§ **Gekozen tekst**:
Muziek / Concert

Grandioos tweeluik over het menselijk tekort

recensie: Zemlinsky en Puccini bij De Nationale Opera
Zemlinsky en Puccini bij De Nationale Opera

Op het eerste gezicht een wonderlijke combinatie: twee zo verschillende muzikale tradities, de Weense en de Italiaanse, in twee eenakters op dezelfde avond. Maar er zijn goede redenen om Eine Florentinische Tragôdie van Alexander von Zemlinsky en Gianni Schicchi van Giacomo Puccini samen uit te voeren.

Beide opera’s zijn honderd jaar oud en staan aan het begin van de moderniteit.
Beide zijn gesitueerd in het renaissancistische Florence – stad van rijkdom en corruptie.

§ **Opdracht a**: Neem een stuk uit de recensie letterlijk over. Begin bij de woorden "Op het eerste" en stop na "rijkdom en corruptie.".
De recensie en de gegevens hebben niets met elkaar te maken.

§ **Gegevens voor oefening**:
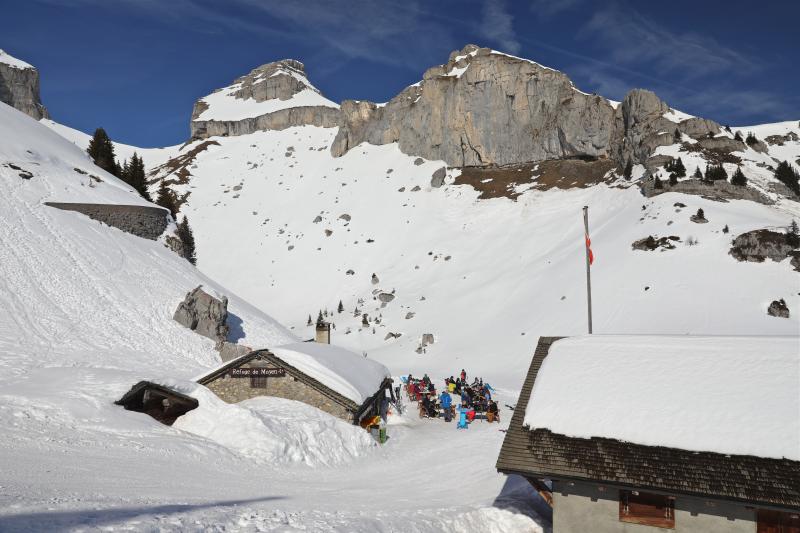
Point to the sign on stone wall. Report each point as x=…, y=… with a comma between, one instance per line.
x=257, y=372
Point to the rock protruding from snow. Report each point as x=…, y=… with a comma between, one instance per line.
x=204, y=314
x=19, y=86
x=778, y=308
x=274, y=96
x=437, y=179
x=758, y=245
x=651, y=243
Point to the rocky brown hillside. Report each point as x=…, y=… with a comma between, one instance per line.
x=19, y=86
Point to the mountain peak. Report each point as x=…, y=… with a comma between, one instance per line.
x=19, y=86
x=272, y=87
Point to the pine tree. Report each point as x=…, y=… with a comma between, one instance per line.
x=739, y=178
x=134, y=175
x=166, y=199
x=793, y=235
x=716, y=172
x=101, y=150
x=788, y=176
x=628, y=172
x=186, y=236
x=679, y=169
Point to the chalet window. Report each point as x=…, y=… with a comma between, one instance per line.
x=777, y=522
x=646, y=509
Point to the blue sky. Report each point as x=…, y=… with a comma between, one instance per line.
x=135, y=67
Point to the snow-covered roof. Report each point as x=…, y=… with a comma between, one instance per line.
x=8, y=59
x=731, y=395
x=353, y=376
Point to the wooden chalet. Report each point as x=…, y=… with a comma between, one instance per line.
x=605, y=485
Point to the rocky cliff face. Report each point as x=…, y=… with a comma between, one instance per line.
x=484, y=108
x=274, y=96
x=19, y=86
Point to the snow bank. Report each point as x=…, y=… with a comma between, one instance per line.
x=12, y=61
x=350, y=375
x=276, y=430
x=732, y=395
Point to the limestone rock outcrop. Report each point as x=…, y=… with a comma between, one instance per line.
x=778, y=308
x=204, y=314
x=291, y=101
x=485, y=108
x=19, y=86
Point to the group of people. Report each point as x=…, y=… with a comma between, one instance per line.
x=474, y=398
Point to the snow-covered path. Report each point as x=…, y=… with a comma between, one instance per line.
x=428, y=477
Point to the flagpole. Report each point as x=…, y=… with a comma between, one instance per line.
x=588, y=265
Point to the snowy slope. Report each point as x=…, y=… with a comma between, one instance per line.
x=224, y=104
x=718, y=394
x=486, y=277
x=152, y=157
x=88, y=312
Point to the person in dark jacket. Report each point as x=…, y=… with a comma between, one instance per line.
x=446, y=401
x=492, y=412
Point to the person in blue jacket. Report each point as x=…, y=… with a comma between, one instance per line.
x=462, y=416
x=446, y=401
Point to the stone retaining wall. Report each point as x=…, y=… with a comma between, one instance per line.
x=717, y=190
x=143, y=221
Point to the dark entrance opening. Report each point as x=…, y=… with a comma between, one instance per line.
x=161, y=403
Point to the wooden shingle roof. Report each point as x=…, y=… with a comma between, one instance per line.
x=543, y=454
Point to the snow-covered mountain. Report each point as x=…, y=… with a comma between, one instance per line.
x=19, y=86
x=298, y=204
x=88, y=312
x=494, y=257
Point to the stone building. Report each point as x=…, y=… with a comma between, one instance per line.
x=598, y=483
x=331, y=379
x=160, y=402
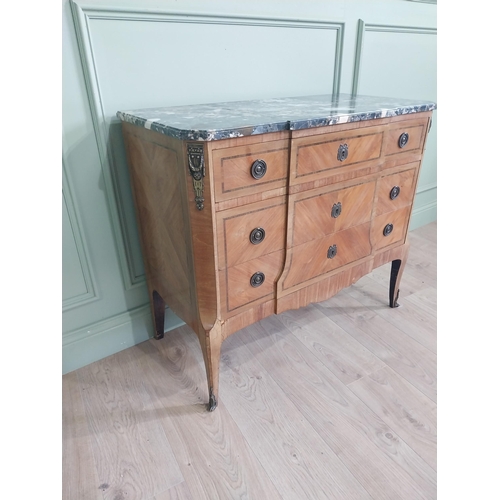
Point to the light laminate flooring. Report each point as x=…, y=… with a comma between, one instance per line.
x=336, y=400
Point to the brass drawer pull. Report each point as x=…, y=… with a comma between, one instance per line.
x=257, y=235
x=259, y=169
x=336, y=209
x=343, y=152
x=257, y=279
x=394, y=192
x=332, y=251
x=403, y=139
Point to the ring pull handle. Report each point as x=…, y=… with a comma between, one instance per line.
x=258, y=169
x=332, y=251
x=257, y=235
x=257, y=279
x=343, y=152
x=403, y=139
x=394, y=192
x=336, y=210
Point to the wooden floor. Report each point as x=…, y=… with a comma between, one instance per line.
x=336, y=400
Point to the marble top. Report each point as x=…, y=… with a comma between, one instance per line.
x=211, y=122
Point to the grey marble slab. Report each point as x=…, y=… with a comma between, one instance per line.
x=211, y=122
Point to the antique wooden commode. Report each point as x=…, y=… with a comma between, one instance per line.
x=247, y=209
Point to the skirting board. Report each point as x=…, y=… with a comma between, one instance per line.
x=86, y=345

§ **Opdracht b**: Vervang in de gegevens "snow bank" door "snowdrift" en geef alleen deze regels verder ongewijzigd weer. Begin bij de regel met "Point to the rocky cliff" en stop na de regel met "x=732, y=395".

§ **Uitwerking a**:
Op het eerste gezicht een wonderlijke combinatie: twee zo verschillende muzikale tradities, de Weense en de Italiaanse, in twee eenakters op dezelfde avond. Maar er zijn goede redenen om Eine Florentinische Tragôdie van Alexander von Zemlinsky en Gianni Schicchi van Giacomo Puccini samen uit te voeren.

Beide opera’s zijn honderd jaar oud en staan aan het begin van de moderniteit.
Beide zijn gesitueerd in het renaissancistische Florence – stad van rijkdom en corruptie.

§ **Uitwerking b**:
Point to the rocky cliff face. Report each point as x=…, y=… with a comma between, one instance per line.
x=484, y=108
x=274, y=96
x=19, y=86
Point to the snowdrift. Report each point as x=…, y=… with a comma between, one instance per line.
x=12, y=61
x=350, y=375
x=276, y=430
x=732, y=395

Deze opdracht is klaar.